• **GIVEN TASK**
Rewrite every row that follows, substituting "horizontal and vertical positions" for each occurrence of "x and y" and leaving everything else unchanged. Omit the pictures from your answer.
[start SUPPLIED MATERIAL]
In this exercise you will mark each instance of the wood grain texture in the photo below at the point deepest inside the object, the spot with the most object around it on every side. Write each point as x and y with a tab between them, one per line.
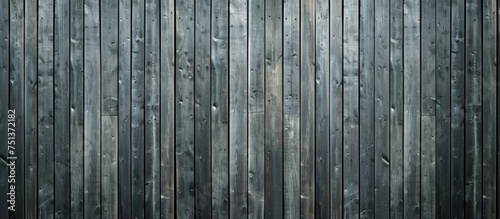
291	108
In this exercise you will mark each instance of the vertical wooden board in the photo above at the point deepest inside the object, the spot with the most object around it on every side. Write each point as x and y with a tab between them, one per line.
30	115
92	111
124	110
457	111
428	109
273	110
367	108
396	102
137	113
412	113
256	155
45	110
238	107
167	103
17	98
152	113
428	199
307	73
322	111
291	104
184	113
220	106
336	116
473	109
382	109
62	110
77	110
202	109
444	115
351	108
490	112
109	133
4	98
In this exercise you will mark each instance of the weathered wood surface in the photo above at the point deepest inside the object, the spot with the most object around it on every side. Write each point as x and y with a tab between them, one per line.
251	109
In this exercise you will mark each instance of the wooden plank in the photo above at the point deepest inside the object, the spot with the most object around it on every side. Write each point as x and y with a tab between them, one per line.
167	103
428	109
62	110
4	99
396	102
124	110
220	106
92	109
109	133
412	111
291	104
137	113
457	111
109	109
30	116
152	112
77	110
367	108
238	107
307	102
45	109
184	123
489	99
351	108
273	126
322	111
473	109
382	109
444	115
336	117
17	98
203	181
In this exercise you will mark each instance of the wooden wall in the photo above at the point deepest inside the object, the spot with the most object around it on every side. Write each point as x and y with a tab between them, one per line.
251	108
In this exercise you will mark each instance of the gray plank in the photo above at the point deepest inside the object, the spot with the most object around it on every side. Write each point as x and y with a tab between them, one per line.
322	111
124	110
109	108
351	108
307	137
490	114
109	171
152	113
291	106
238	107
367	108
137	111
396	102
17	97
382	109
336	117
45	110
76	102
273	126
30	115
456	112
62	109
167	103
412	111
184	123
428	109
92	111
443	111
203	181
220	106
473	109
4	98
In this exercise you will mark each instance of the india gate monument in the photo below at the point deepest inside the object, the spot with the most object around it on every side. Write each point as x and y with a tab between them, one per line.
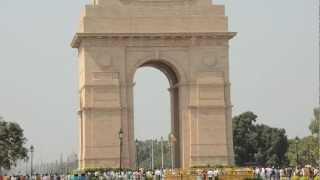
188	40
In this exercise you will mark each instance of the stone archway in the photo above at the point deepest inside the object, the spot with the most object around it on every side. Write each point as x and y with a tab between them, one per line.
173	77
188	40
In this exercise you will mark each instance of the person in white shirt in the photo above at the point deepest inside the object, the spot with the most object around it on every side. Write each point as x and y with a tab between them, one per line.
210	174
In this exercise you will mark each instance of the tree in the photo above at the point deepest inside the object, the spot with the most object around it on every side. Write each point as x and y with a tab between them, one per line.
258	143
244	138
12	143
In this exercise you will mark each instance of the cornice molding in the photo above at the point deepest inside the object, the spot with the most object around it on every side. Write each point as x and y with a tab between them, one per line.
216	35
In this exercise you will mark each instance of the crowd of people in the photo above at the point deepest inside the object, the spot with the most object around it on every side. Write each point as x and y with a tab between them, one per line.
286	173
268	173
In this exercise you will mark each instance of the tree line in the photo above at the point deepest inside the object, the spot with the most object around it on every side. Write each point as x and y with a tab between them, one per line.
254	144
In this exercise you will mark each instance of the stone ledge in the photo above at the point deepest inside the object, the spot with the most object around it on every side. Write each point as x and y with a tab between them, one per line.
216	35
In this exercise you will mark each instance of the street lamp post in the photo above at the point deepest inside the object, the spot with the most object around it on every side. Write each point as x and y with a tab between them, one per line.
137	153
172	140
297	154
121	143
162	158
31	160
[end SUPPLIED MATERIAL]
• **TASK RESPONSE**
In this exercise you will mark each instance of the wood grain texture in the photo below at the point deepest inside the object, the spot with the most object around it on every side. Write each point as horizontal and vertical positions with a tab between them, one per line.
291	108
In this exercise you will mark each instance of the vertical wooden board in the photo above at the point deepest inside the object, the spot with the most object around it on every side. Write each point as horizontal and vertical positions with a tab between them, one per line.
30	115
92	111
124	110
457	111
428	109
273	110
367	108
396	102
137	113
412	113
256	155
45	110
238	107
167	103
17	98
152	113
428	199
307	73
322	111
291	104
184	113
220	106
336	116
473	109
382	109
62	110
77	110
202	109
444	115
351	108
490	112
109	133
4	98
In this exercise you will mark each instance of the weathered wood surface in the photo above at the point deepest inside the object, the spot with the most object around it on every side. Write each point as horizontal and vertical positions with a tab between them, one per line.
251	109
In this exercise you will mark each instance of the wooden plank in the photo above at the point deepest inside the object, the spot with the most object around it on every side. Write each point as horizontal and vertical positions with a tab between them, one per line.
167	103
428	109
62	110
4	99
396	102
124	110
220	106
92	109
109	133
412	111
291	104
137	113
457	111
109	109
30	116
152	112
77	110
367	108
238	107
307	102
45	109
184	123
489	99
351	108
273	126
322	111
473	109
382	109
444	115
336	117
17	98
203	181
In this exercise you will mark each instance of the wooden wall in the photo above at the point deepest inside the object, the spot with the most object around it on every side. Write each point as horizontal and vertical positions with a tab between them, one per line.
251	108
In this exercise you will mark each instance of the gray plank in the photo above at the point deepest inside the object, the spot with the most object around it on every side. Write each point as horizontal and vertical positions with a tab between them, one per line.
322	111
124	110
109	108
351	108
307	137
490	114
109	171
152	113
291	106
238	107
367	108
137	111
396	102
17	97
382	109
336	117
45	110
76	102
273	126
30	115
456	112
62	109
167	103
412	111
184	123
428	109
92	111
443	111
203	181
220	106
473	109
4	98
In this exercise you will mark each instance of the india gate monument in the photo below at the point deepest inside the object, the spot with the most object around it on every side. Write each point as horizontal and vertical positions with a tab between them, one per line.
188	40
In this exercise you will mark each instance of the stone archway in the photo above at the point deepest inside the object, the spot with the most object around it on every side. Write each point as horizontal and vertical positions with a tab between them, one per line.
173	77
188	40
In this exercise you will mark each instance of the person in white shirt in the photo above at the point deepest inside the object, the spot with the most object around it on every side. Write each point as horizontal and vertical positions with a tab between them, one per line.
210	174
In this exercise you will mark each instance of the tree in the photo above at the point deepest inside the object, the spot with the most object around it on every side. Write each point as horizontal and vertical positions with a tab between them, one per line.
258	143
244	138
12	143
In this exercise you will mark each instance of the cornice molding in the photo above at the point deepest inside the object, the spot with the most object around it on every side. Write each point as horizontal and vertical positions with a tab between them, one per line.
216	35
In this exercise you will mark each instance of the crowd of people in the photo above at the point deepest inside the object, the spot with the most object around it on every side. Write each point as horizontal and vertical positions with a tab between them, one per line.
286	173
268	173
In this exercise you will mark each instance of the tree line in the photo above at the point deepest inside the object, the spot with the most object around it on every side. Write each point as horizontal and vertical positions with a tab between them, one per line.
254	144
In this exercise you will mark each instance of the stone ledge in the photo above at the point deepest inside the object, the spot with the most object around it on every side. Write each point as horizontal and vertical positions with a tab between them, one per line.
216	35
In this exercise you will mark each instance of the street lamp post in the photo above at the point deepest inside the object, the spot with the most object around it on every side. Write each point as horizontal and vertical positions with a tab between them, one per line.
137	153
172	140
297	154
121	143
162	158
31	160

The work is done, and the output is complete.